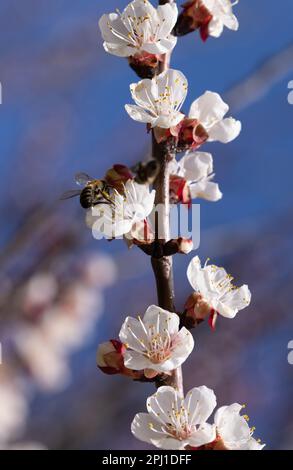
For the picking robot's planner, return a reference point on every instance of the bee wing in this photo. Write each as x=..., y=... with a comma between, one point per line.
x=83, y=179
x=70, y=194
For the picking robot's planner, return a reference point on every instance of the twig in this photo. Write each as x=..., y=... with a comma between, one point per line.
x=163, y=267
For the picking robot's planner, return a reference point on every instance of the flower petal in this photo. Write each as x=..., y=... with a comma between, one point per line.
x=161, y=319
x=161, y=403
x=168, y=15
x=200, y=402
x=136, y=361
x=183, y=346
x=133, y=334
x=215, y=27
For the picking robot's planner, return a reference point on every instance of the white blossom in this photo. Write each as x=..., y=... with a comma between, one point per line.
x=139, y=29
x=197, y=169
x=216, y=289
x=233, y=429
x=158, y=101
x=155, y=343
x=222, y=15
x=113, y=221
x=209, y=110
x=173, y=422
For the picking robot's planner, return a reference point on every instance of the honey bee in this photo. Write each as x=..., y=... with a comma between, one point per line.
x=94, y=192
x=146, y=172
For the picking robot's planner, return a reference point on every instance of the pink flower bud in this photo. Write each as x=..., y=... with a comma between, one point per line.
x=194, y=16
x=191, y=134
x=145, y=65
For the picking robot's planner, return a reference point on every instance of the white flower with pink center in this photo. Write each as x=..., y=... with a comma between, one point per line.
x=233, y=430
x=139, y=29
x=216, y=290
x=173, y=422
x=154, y=343
x=209, y=110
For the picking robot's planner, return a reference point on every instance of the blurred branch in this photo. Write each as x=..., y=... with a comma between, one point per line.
x=261, y=81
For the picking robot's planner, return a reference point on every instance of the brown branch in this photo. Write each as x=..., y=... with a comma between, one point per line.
x=163, y=268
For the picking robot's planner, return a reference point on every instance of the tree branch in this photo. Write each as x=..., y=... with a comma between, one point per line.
x=163, y=267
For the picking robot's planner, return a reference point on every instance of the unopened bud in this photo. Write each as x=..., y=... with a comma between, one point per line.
x=194, y=16
x=191, y=135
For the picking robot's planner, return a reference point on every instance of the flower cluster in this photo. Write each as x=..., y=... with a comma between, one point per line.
x=214, y=293
x=177, y=423
x=208, y=16
x=153, y=347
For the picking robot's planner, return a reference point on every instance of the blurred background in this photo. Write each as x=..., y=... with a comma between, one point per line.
x=61, y=292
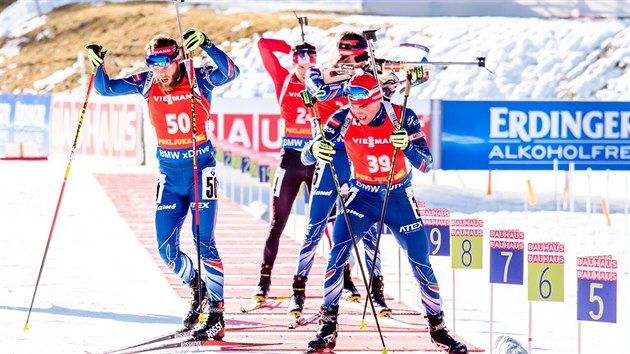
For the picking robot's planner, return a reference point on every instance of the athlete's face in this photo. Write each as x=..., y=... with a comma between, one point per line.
x=300, y=70
x=365, y=113
x=166, y=75
x=350, y=60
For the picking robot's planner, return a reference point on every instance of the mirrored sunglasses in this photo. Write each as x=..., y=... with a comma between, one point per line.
x=360, y=93
x=162, y=60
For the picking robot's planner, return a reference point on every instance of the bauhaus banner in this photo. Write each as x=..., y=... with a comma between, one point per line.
x=530, y=135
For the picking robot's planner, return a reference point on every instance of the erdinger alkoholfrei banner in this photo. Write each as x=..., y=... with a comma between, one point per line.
x=530, y=135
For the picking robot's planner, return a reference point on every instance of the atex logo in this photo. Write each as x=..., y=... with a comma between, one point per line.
x=202, y=205
x=411, y=227
x=167, y=207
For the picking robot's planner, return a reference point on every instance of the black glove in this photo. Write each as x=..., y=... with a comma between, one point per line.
x=400, y=139
x=96, y=54
x=193, y=38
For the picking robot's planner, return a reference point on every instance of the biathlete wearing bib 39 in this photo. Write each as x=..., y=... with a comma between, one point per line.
x=170, y=115
x=370, y=150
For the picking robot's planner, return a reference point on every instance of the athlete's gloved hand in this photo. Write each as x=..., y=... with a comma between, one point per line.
x=96, y=54
x=400, y=139
x=323, y=151
x=194, y=38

Given instruction: Convert all of the data above into a Markdown table with the columns "Index" and "Entry," giving each line its own row with a running number and omitting blank lines. Leave the pictures out.

Answer to this exercise:
| Index | Entry |
|---|---|
| 1 | For the picking robot's planner, return a reference point on every instance of the bee wing in this photo. Write each as x=..., y=... with a comma between, one point per line. |
| 2 | x=83, y=179 |
| 3 | x=70, y=194 |
| 4 | For the picking robot's planner, return a reference point on every instance of the twig in this photo. Write each as x=..., y=... with a comma between, one point per line. |
| 5 | x=163, y=267 |
| 6 | For the picking robot's planner, return a reference point on every instance of the flower petal in this photo. Write each as x=..., y=... with a comma between, one point per line. |
| 7 | x=161, y=319 |
| 8 | x=161, y=403 |
| 9 | x=168, y=15 |
| 10 | x=200, y=402 |
| 11 | x=136, y=361 |
| 12 | x=183, y=346 |
| 13 | x=133, y=334 |
| 14 | x=215, y=27 |
| 15 | For the picking robot's planner, return a reference point on every instance of the white blossom in this photo. Write each as x=..., y=... with a comma between, one point per line. |
| 16 | x=139, y=29 |
| 17 | x=197, y=169 |
| 18 | x=216, y=289 |
| 19 | x=233, y=429 |
| 20 | x=158, y=101 |
| 21 | x=155, y=343 |
| 22 | x=222, y=15 |
| 23 | x=113, y=221 |
| 24 | x=209, y=110 |
| 25 | x=173, y=422 |
| 26 | For the picking robot's planner, return a reference point on every instance of the honey bee in this photo. Write each as x=..., y=... with a comma between, one point per line. |
| 27 | x=94, y=192 |
| 28 | x=146, y=172 |
| 29 | For the picking robot's planner, return a reference point on every instance of the pink flower bud in this photo. Write each as x=..., y=... with a comma between, one point per line. |
| 30 | x=194, y=16 |
| 31 | x=191, y=134 |
| 32 | x=145, y=65 |
| 33 | For the picking robot's planner, return a reference point on every instance of the white flower with pink center in this photo. Write each as x=..., y=... with a comma between, one point per line. |
| 34 | x=233, y=430 |
| 35 | x=139, y=29 |
| 36 | x=216, y=290 |
| 37 | x=173, y=422 |
| 38 | x=154, y=343 |
| 39 | x=209, y=110 |
| 40 | For the picking robot's planner, return a reference point on every instance of the blurred branch in this photo. Write each as x=..., y=... with a comma between, one point per line. |
| 41 | x=261, y=81 |
| 42 | For the picking robot's planner, return a reference point on every instance of the brown branch in this photo. Write each as x=..., y=... with a comma between, one point per line. |
| 43 | x=163, y=268 |
| 44 | For the picking robot's planner, return a reference point on every instance of the tree branch in this photo. Write each as x=..., y=... with a comma between, one point per line. |
| 45 | x=163, y=267 |
| 46 | For the picking robot's planner, return a reference point on every instance of the unopened bud in this photo. Write each as x=..., y=... with a comma between, one point per line. |
| 47 | x=194, y=16 |
| 48 | x=191, y=135 |
| 49 | For the picking robot's planner, return a reference point on every instance of the flower cluster in this photo. Write each as x=..., y=... with a comma between, one point per line. |
| 50 | x=214, y=293 |
| 51 | x=177, y=423 |
| 52 | x=208, y=16 |
| 53 | x=153, y=347 |
| 54 | For the picking robot's planner, return a reference point on every instance of the blurred background in this photo. Write each as x=..., y=... with a comma between, one point per line. |
| 55 | x=61, y=292 |
| 56 | For the picking robot's planner, return a reference point on every instance of the athlete's face in this photo. Write each as x=..., y=... with a comma between, one point per line. |
| 57 | x=300, y=70 |
| 58 | x=365, y=113 |
| 59 | x=166, y=75 |
| 60 | x=350, y=60 |
| 61 | For the picking robot's planner, return a reference point on every instance of the mirrored sunglasses in this photo. Write each as x=..., y=... with a comma between, one point per line. |
| 62 | x=360, y=93 |
| 63 | x=162, y=60 |
| 64 | For the picking robot's planner, return a reference point on every instance of the bauhaus banner in this photo. Write each as x=..., y=... with a comma between, one point per line. |
| 65 | x=530, y=135 |
| 66 | For the picking robot's planner, return a reference point on every instance of the erdinger alkoholfrei banner in this photo. Write each as x=..., y=... with a comma between, one point per line. |
| 67 | x=530, y=135 |
| 68 | For the picking robot's planner, return a reference point on every instance of the atex logo in this photo. Write each as x=..., y=... with a comma between, one point per line. |
| 69 | x=202, y=205 |
| 70 | x=411, y=227 |
| 71 | x=167, y=207 |
| 72 | For the picking robot's planner, return a reference point on every instance of the black glove in this photo. Write each as x=..., y=... with a comma between, one point per line. |
| 73 | x=400, y=139 |
| 74 | x=96, y=54 |
| 75 | x=193, y=38 |
| 76 | For the picking robot's planner, return a reference point on every instance of the biathlete wearing bib 39 in this photo. Write each as x=..., y=... with a comma between, one point per line. |
| 77 | x=170, y=115 |
| 78 | x=370, y=150 |
| 79 | For the picking robot's planner, return a reference point on every instance of the athlete's gloved hand in this photo. Write each as x=..., y=... with a comma between, one point per line. |
| 80 | x=96, y=54 |
| 81 | x=400, y=139 |
| 82 | x=323, y=151 |
| 83 | x=194, y=38 |